- [KUTIPAN DOKUMEN]:
>>>
Secara
etimologi kata Aqsama merupakan bentuk jamak dari Qasama yang
artinya sumpah. Adapun kata yang memiliki makna sama dengan kata qasama adalah yamin atau al-h}alf. Tentang yamin, Ibrahim Anis
dkk seperti yang dikutip oleh Hasan Mansur Nasution mengatakan bahwa qasam
sama dengan yamin yang bermakna sumpah. Qasam dan yamin
adalah dua kata sinonim yang berarti sama. Qasam didefinisikan sebagai
“mengikat hati jiwa (hati) agar tidak melakukan atau melakukan sesuatu, dengan
suatu makna yang dipandang besar, agung, baik secara hakiki maupun secara i’tiqadi, oleh orang yang bersumpah itu.
<<<
- [MATERI YANG DITAMPILKAN]:
>>>
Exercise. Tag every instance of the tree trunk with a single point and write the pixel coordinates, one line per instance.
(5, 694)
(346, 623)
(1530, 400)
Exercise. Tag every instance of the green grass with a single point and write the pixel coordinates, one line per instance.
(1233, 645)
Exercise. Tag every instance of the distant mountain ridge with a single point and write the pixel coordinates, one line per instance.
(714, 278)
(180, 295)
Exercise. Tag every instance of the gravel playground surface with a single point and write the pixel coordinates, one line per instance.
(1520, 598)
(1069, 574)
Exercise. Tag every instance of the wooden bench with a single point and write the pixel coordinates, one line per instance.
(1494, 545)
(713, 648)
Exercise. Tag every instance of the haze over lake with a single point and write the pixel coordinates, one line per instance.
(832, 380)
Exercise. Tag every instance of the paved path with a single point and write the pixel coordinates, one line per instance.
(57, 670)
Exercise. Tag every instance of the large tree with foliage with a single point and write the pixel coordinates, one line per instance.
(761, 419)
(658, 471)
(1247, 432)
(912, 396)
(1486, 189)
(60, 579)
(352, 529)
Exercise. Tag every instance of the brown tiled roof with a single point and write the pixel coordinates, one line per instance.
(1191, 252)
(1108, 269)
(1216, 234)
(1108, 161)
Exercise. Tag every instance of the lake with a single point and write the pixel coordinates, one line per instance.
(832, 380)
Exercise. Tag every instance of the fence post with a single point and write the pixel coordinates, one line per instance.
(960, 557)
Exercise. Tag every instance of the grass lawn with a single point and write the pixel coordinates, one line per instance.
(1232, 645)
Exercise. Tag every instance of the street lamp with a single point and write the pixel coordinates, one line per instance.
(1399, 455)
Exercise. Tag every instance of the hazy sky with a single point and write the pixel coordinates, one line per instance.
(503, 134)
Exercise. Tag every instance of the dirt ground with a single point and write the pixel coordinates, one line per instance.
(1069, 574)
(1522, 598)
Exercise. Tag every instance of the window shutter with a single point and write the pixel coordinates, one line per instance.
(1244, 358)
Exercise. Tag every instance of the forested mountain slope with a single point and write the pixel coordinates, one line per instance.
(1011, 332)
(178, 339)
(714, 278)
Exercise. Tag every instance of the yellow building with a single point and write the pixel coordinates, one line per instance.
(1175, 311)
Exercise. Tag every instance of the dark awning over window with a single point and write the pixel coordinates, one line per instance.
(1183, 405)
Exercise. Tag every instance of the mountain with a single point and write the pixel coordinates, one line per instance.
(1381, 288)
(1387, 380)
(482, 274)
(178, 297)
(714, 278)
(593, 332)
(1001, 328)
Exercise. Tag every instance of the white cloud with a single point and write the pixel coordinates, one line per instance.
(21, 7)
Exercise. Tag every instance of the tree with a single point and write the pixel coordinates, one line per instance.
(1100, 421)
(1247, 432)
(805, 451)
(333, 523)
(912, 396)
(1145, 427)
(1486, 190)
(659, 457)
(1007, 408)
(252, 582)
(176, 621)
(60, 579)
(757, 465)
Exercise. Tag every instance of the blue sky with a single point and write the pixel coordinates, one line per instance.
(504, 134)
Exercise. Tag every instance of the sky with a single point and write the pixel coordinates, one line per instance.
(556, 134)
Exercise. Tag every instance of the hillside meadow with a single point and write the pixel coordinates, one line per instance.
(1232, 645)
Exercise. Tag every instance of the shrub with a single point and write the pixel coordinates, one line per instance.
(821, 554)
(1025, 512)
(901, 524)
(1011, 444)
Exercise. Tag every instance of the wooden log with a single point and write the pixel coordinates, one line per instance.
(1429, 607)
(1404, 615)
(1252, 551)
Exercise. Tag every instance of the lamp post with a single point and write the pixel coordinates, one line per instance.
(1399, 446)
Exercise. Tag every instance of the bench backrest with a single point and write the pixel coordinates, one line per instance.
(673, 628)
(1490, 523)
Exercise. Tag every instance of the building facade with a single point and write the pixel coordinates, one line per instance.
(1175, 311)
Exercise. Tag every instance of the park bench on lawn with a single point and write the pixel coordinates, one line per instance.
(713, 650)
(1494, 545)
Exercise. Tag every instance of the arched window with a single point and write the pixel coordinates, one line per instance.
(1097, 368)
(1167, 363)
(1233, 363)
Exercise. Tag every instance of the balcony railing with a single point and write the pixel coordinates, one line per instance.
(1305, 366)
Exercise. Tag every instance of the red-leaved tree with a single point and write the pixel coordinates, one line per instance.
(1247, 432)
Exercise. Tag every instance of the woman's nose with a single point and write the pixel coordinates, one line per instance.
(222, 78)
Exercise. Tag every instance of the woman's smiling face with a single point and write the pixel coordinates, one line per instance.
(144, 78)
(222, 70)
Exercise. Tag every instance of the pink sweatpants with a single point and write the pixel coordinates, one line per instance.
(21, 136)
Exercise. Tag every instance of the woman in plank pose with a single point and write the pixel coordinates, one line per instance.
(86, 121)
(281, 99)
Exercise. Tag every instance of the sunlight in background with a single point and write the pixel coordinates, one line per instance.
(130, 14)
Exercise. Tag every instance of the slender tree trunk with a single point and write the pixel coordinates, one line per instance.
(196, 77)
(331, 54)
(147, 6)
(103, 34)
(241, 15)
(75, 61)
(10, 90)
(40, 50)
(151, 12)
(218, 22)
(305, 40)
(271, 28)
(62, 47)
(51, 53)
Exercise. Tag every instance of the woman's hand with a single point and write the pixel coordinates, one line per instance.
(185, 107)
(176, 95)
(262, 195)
<<<
>>>
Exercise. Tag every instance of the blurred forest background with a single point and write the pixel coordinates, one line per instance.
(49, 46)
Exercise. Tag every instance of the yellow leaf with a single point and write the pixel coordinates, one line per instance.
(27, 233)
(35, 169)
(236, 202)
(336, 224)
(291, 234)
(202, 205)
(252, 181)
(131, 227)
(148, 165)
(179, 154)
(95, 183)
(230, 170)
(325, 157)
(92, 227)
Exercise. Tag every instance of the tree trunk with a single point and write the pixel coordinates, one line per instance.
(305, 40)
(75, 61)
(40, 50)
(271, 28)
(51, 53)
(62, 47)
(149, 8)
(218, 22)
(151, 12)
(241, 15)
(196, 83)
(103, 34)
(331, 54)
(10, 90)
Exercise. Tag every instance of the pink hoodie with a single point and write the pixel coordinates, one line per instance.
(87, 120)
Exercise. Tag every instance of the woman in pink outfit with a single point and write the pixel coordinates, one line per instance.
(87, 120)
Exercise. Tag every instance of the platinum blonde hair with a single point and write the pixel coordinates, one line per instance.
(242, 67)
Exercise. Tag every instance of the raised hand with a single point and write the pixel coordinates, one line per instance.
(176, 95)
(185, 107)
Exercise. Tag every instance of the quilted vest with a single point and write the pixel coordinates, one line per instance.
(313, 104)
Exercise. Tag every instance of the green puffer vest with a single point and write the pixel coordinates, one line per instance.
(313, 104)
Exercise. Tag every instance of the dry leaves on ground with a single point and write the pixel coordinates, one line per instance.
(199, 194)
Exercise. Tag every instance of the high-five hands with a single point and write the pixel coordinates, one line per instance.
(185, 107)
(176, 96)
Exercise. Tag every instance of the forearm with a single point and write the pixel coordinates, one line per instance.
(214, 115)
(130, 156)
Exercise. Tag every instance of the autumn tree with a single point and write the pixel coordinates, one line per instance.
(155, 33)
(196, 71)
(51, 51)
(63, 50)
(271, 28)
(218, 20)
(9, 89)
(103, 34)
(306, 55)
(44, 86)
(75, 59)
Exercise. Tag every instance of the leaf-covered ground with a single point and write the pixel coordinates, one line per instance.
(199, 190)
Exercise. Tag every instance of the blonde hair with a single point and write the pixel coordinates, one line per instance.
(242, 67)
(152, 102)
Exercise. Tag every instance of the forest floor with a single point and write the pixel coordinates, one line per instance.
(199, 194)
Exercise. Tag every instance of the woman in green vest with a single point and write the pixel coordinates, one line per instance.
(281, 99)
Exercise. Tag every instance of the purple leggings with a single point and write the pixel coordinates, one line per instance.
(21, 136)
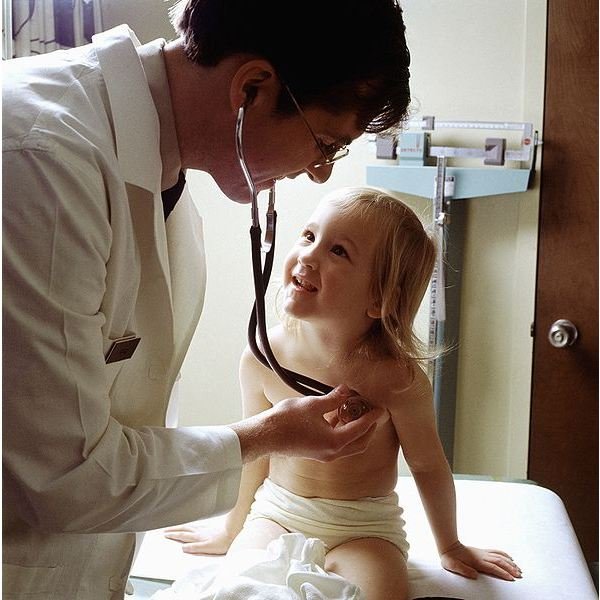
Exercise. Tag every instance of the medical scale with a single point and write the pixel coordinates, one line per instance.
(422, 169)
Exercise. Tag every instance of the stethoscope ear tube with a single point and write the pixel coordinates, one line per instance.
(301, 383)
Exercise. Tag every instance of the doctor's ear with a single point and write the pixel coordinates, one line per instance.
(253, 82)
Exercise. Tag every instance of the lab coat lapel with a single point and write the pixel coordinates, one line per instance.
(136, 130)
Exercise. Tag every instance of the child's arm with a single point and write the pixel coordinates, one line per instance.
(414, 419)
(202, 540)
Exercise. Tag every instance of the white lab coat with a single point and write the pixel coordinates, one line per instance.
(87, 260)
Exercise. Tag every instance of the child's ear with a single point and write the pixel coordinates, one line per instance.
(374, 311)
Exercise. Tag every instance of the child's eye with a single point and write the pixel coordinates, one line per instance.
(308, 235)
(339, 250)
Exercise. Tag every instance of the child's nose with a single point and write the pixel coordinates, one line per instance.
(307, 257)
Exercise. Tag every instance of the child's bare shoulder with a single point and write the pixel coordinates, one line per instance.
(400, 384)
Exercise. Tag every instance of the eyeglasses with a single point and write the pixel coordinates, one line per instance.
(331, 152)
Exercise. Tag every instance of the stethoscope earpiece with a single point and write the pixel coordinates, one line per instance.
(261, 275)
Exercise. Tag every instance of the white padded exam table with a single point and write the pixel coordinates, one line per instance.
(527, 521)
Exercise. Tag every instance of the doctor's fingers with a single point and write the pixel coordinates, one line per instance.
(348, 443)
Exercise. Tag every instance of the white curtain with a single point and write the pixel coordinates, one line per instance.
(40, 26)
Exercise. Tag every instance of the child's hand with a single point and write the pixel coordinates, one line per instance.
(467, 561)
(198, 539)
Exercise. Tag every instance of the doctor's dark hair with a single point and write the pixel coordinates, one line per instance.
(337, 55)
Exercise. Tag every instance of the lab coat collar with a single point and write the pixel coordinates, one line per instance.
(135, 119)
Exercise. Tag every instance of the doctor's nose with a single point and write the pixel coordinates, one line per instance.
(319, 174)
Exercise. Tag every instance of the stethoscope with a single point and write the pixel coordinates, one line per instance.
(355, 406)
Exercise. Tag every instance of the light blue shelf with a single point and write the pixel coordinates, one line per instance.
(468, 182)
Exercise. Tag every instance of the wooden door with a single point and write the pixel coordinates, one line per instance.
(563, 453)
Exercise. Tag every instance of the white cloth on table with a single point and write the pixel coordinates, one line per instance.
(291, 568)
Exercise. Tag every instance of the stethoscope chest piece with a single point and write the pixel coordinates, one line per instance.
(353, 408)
<<<
Cetak ulang seluruh kutipan tentang arti kata qasam tanpa mengubah apa pun. Materi tersebut tidak diperlukan di sini.

Secara
etimologi kata Aqsama merupakan bentuk jamak dari Qasama yang
artinya sumpah. Adapun kata yang memiliki makna sama dengan kata qasama adalah yamin atau al-h}alf. Tentang yamin, Ibrahim Anis
dkk seperti yang dikutip oleh Hasan Mansur Nasution mengatakan bahwa qasam
sama dengan yamin yang bermakna sumpah. Qasam dan yamin
adalah dua kata sinonim yang berarti sama. Qasam didefinisikan sebagai
“mengikat hati jiwa (hati) agar tidak melakukan atau melakukan sesuatu, dengan
suatu makna yang dipandang besar, agung, baik secara hakiki maupun secara i’tiqadi, oleh orang yang bersumpah itu.